Exercise inputs
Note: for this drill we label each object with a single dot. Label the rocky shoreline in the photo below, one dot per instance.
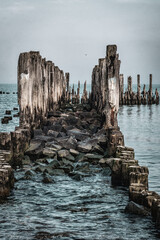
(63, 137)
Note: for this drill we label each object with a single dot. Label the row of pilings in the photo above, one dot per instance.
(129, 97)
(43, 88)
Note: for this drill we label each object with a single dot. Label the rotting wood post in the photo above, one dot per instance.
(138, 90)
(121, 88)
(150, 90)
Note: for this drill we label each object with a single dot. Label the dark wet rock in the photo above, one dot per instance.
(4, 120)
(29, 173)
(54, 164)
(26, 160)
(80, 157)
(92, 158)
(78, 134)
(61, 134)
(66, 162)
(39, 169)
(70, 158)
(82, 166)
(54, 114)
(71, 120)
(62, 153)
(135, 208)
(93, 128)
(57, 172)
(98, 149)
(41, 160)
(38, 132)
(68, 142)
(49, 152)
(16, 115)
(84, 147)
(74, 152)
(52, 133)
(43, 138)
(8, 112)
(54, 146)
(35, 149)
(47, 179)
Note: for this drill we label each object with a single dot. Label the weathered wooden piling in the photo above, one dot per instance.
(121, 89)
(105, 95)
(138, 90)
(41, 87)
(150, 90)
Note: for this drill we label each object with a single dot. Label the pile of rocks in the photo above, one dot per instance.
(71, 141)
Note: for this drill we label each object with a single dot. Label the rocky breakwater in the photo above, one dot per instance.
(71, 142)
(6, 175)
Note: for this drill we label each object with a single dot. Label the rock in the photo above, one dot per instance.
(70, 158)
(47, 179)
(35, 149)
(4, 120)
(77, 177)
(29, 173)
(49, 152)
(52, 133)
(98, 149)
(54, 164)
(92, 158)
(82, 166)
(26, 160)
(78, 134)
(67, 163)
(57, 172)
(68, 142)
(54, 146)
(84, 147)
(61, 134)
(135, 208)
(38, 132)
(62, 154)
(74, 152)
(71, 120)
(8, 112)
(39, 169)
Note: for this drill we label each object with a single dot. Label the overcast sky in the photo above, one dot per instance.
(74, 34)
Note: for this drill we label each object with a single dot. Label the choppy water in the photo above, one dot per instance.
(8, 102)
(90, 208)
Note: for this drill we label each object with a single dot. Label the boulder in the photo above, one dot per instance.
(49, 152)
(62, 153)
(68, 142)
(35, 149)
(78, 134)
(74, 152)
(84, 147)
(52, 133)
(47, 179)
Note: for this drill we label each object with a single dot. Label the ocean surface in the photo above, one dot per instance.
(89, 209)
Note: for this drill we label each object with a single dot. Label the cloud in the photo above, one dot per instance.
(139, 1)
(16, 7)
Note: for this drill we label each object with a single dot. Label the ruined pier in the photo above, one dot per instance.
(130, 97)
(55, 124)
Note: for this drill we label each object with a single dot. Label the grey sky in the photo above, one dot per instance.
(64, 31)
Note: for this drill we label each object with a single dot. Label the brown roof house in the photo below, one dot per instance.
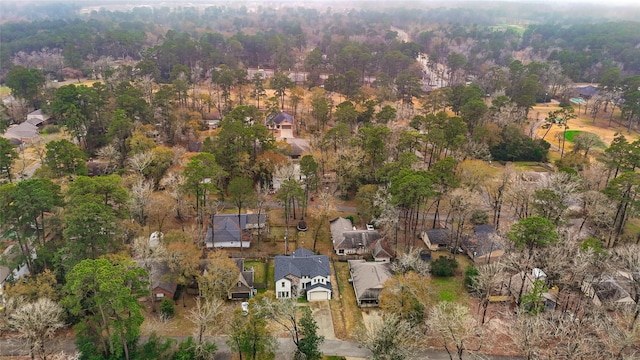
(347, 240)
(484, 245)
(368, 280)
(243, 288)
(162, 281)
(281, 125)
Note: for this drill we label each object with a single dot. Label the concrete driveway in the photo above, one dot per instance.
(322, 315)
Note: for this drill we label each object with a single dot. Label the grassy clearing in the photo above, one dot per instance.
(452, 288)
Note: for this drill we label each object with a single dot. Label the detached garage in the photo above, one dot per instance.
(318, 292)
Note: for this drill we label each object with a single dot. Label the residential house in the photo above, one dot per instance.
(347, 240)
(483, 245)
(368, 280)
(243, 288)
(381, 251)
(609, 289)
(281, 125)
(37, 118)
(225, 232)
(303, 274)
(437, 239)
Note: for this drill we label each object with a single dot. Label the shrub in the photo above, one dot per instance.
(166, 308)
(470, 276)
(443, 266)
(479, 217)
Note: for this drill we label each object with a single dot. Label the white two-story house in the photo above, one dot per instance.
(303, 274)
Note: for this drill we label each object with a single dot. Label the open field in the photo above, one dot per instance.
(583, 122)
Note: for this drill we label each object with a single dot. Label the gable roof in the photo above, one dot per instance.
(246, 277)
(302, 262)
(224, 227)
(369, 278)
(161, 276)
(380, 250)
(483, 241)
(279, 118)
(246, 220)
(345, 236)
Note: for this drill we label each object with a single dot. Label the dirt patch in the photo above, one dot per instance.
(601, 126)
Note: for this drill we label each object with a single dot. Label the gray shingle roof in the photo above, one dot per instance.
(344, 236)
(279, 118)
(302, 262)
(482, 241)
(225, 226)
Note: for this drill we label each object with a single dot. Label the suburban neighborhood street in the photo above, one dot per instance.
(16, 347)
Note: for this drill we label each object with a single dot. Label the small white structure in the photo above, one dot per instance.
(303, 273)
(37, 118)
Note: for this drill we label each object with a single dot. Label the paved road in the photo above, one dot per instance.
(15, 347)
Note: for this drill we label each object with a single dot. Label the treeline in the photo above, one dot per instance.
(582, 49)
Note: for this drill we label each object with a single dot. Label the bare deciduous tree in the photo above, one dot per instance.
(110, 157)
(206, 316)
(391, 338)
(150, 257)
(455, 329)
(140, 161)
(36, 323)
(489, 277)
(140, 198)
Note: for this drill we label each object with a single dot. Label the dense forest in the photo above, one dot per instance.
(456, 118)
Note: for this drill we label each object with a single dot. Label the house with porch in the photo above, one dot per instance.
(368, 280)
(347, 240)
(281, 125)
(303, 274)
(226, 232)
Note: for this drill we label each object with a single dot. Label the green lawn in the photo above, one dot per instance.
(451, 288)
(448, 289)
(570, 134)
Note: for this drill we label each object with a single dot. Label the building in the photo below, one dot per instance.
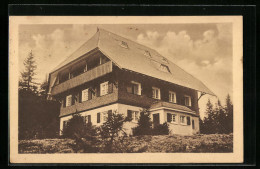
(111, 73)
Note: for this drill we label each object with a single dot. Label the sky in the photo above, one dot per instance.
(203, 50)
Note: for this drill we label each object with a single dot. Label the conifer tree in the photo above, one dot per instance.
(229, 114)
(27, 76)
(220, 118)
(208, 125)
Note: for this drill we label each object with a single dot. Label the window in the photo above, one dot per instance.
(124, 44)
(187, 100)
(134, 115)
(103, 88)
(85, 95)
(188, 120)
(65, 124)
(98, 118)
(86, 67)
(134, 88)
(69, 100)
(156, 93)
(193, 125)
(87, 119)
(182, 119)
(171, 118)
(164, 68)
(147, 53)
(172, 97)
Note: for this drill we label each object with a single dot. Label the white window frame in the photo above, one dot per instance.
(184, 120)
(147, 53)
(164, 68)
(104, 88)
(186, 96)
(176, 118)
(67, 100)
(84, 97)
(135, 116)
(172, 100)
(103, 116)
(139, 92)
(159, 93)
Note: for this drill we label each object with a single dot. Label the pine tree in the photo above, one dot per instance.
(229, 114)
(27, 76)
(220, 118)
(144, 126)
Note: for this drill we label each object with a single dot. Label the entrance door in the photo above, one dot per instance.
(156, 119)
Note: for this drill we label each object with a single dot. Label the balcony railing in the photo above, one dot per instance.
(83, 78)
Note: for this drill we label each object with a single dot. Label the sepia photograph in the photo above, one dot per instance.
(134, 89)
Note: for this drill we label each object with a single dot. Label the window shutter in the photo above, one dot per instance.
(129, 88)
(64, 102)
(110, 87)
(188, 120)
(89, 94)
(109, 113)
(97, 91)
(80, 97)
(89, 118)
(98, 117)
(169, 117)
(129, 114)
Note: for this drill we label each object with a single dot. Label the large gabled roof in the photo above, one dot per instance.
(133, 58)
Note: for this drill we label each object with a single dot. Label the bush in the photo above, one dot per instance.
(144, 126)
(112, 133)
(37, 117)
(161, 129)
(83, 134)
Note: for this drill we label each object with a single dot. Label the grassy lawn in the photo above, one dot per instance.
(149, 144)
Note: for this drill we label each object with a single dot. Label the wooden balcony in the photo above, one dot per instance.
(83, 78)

Problem details
Write the listing above out again exactly, dropping each image.

Answer in full
Note: for this drill we label each object with a single dot. Label the rocky shoreline in the photo below, one dot per instance.
(63, 137)
Note: for this drill we label each object with a single dot. Label the row of pilings in the photo above, one dot per instance.
(129, 97)
(43, 88)
Note: for this drill we label each object with a single dot. Label the rotting wood post in the photo above, one dot per instance.
(138, 90)
(121, 88)
(150, 90)
Note: for this drill we label each object with a single dot. Label the dark wet rock in the photo above, one dot per instance.
(4, 120)
(29, 173)
(54, 164)
(26, 160)
(80, 157)
(92, 158)
(78, 134)
(61, 134)
(66, 162)
(39, 169)
(70, 158)
(82, 166)
(54, 114)
(71, 120)
(62, 153)
(135, 208)
(93, 128)
(57, 172)
(98, 149)
(41, 160)
(38, 132)
(68, 142)
(49, 152)
(16, 115)
(84, 147)
(74, 152)
(52, 133)
(43, 138)
(8, 112)
(54, 146)
(35, 149)
(47, 179)
Note: for this drill we label each object with a single dot. Label the weathered wooden piling in the photo above, one dot per instance.
(121, 89)
(105, 95)
(138, 90)
(41, 87)
(150, 90)
Note: for this drill we label each object with a single dot. Label the pile of rocks in the photo above, one dot per instance.
(71, 141)
Note: for this drill we label each object with a single dot. Label the rocky breakwater in the photo above, one dot per instance.
(71, 142)
(6, 175)
Note: for this drill we label each object with a single dot. Label the rock in the photo above, one dot per instance.
(70, 158)
(47, 179)
(35, 149)
(4, 120)
(77, 177)
(29, 173)
(49, 152)
(52, 133)
(98, 149)
(54, 164)
(92, 158)
(82, 166)
(26, 160)
(78, 134)
(67, 163)
(57, 172)
(68, 142)
(54, 146)
(84, 147)
(61, 134)
(135, 208)
(38, 132)
(62, 154)
(74, 152)
(71, 120)
(8, 112)
(39, 169)
Note: for this drill we label each object with a single dot. Label the overcast sky in the photo above, one dot per instance.
(74, 34)
Note: for this drill we label each object with a single dot. Label the choppy water in the photo above, one dot per instance.
(8, 102)
(90, 208)
Note: for this drill we label each object with a single dot. Label the boulder in the photo above, one dot per instance.
(49, 152)
(62, 153)
(68, 142)
(35, 149)
(78, 134)
(74, 152)
(84, 147)
(52, 133)
(47, 179)
Note: for this drill we label each object with a single dot. Label the ocean surface in the photo above, one dot per instance.
(89, 209)
Note: for this drill we label each object with a single dot. Label the cloud in the photo above, one dot per instance.
(139, 1)
(16, 7)
Note: for this drill we label each object with a single dot. Label the ruined pier in the photo above, one dot per instance.
(130, 97)
(55, 124)
Note: for this drill we label each object with a single dot. Label the grey sky in the photo above, one dot per instance.
(64, 31)
Note: for this drill we label each object with a single dot. Label the brown roof house in the photo below, one dot per instance.
(347, 240)
(484, 245)
(368, 280)
(243, 288)
(162, 281)
(281, 125)
Note: for this drill we label each object with a single dot. Label the concrete driveway in the photo above, one dot per instance.
(322, 315)
Note: for this drill we label each object with a single dot. Label the grassy clearing in the photo above, one dot per instance.
(452, 288)
Note: for this drill we label each object with a single dot. Label the detached garage in the photo above, one dot per instance.
(318, 292)
Note: for this drill we label each object with a single dot. Label the residential house in the photo above, one dot per instance.
(347, 240)
(483, 245)
(368, 280)
(243, 288)
(381, 251)
(609, 289)
(281, 125)
(37, 118)
(225, 232)
(303, 274)
(437, 239)
Note: for this drill we label each object with a single dot. Label the shrub in the photo above, one dot per instance.
(166, 308)
(470, 276)
(443, 266)
(479, 217)
Note: for this drill we label each object with a single dot. Label the white two-story house in the photo above, one dot per instance.
(303, 274)
Note: for this drill we label each object with a single dot. Label the open field in the photo above, one dot per instance.
(583, 122)
Note: for this drill we label each object with a single dot. Label the gable roof in the photo above, one dot per instance.
(246, 277)
(302, 262)
(224, 227)
(369, 278)
(161, 276)
(380, 250)
(483, 241)
(279, 118)
(246, 220)
(345, 236)
Note: for this drill we label each object with a single dot. Label the dirt patch in the photo above, one dot per instance.
(601, 126)
Note: for this drill we label each object with a single dot. Label the gray shingle roof in the photo above, one dot per instance.
(344, 236)
(279, 118)
(302, 262)
(482, 241)
(225, 226)
Note: for this drill we label each object with a single dot. Label the suburban neighborhood street in the photo above, one dot per instance.
(16, 347)
Note: for this drill we label each object with a single dot. Label the small white structure in the photo above, one dot per instance.
(303, 273)
(37, 118)
Note: for this drill we label each object with a single dot. Label the paved road in the photo above, one dot per instance.
(15, 347)
Note: for this drill we label each object with a single dot. Label the treeline in the photo above, one dot per instance.
(582, 49)
Note: for this drill we label each object with a single dot. Label the bare deciduous tree in the photo above, one dot per instance.
(110, 157)
(206, 316)
(391, 338)
(150, 257)
(455, 329)
(140, 161)
(36, 323)
(489, 277)
(140, 198)
Note: for this drill we label each object with a single dot. Label the dense forest in the photo above, one dot per instance.
(456, 118)
Note: for this drill we label each object with a single dot. Label the house with porch in the photo above, one dot per instance.
(368, 280)
(347, 240)
(281, 125)
(303, 274)
(226, 232)
Note: for this drill we label each object with a single dot. Label the green lawn in the photo above, one dot per instance.
(451, 288)
(448, 289)
(570, 134)
Note: for this drill we label each object with a single dot. Label the building in the photo below, one dot per instance.
(111, 73)
Note: for this drill we label each object with a single dot. Label the sky in the photo above, one dot per instance.
(203, 50)
Note: for this drill we label each object with a single dot. Label the conifer tree in the photo above, one dot per instance.
(229, 114)
(27, 76)
(220, 118)
(208, 125)
Note: for this drill we label each object with a single dot. Label the window in the photo above, one dot per instance.
(124, 44)
(187, 100)
(134, 115)
(103, 88)
(85, 95)
(188, 120)
(65, 124)
(98, 118)
(86, 67)
(134, 88)
(69, 100)
(156, 93)
(193, 125)
(87, 119)
(182, 119)
(171, 118)
(164, 68)
(147, 53)
(172, 97)
Note: for this drill we label each object with a single dot. Label the white window frame in the photo above, one dot per instance.
(184, 120)
(147, 53)
(164, 68)
(104, 88)
(186, 96)
(176, 118)
(67, 100)
(84, 97)
(135, 116)
(172, 100)
(103, 116)
(139, 92)
(159, 93)
Note: for this drill we label each object with a single dot. Label the pine tree in the photo above, one dot per instance.
(229, 114)
(27, 76)
(220, 118)
(144, 126)
Note: for this drill we label each object with a single dot. Label the entrance door in the photo above, one dot per instance.
(156, 119)
Note: for this drill we label each object with a single dot. Label the balcony railing in the photo above, one dot per instance.
(83, 78)
Note: for this drill we label each object with a single dot. Label the sepia photograph in the photo above, one dot per instance.
(134, 89)
Note: for this drill we label each object with a single dot. Label the window shutter in the photo above, one dot per instance.
(129, 88)
(64, 102)
(110, 87)
(188, 120)
(89, 94)
(109, 113)
(97, 91)
(80, 97)
(89, 118)
(98, 117)
(169, 117)
(129, 114)
Note: for this drill we label each object with a single dot. Label the large gabled roof in the photo above, one dot per instance.
(133, 58)
Note: for this drill we label each object with a single dot. Label the bush in the photo above, one dot per instance.
(144, 126)
(112, 133)
(37, 117)
(161, 129)
(83, 134)
Note: for this drill we label each object with a single dot. Label the grassy lawn in the photo above, one dot per instance.
(149, 144)
Note: for this drill we label each object with a single dot. Label the wooden balcony in the photo above, one dot per instance.
(83, 78)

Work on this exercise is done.